#### EXERCISE DIRECTIONS:
All of the data must be returned exactly as given.

[Source records]
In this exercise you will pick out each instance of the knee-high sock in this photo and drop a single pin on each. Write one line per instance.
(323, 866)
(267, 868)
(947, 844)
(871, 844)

#### RESULT BELOW:
In this exercise you will pick out each instance of the knee-high sock in this photo and drop a single pin on each. Write one line per instance.
(323, 866)
(267, 868)
(947, 844)
(871, 844)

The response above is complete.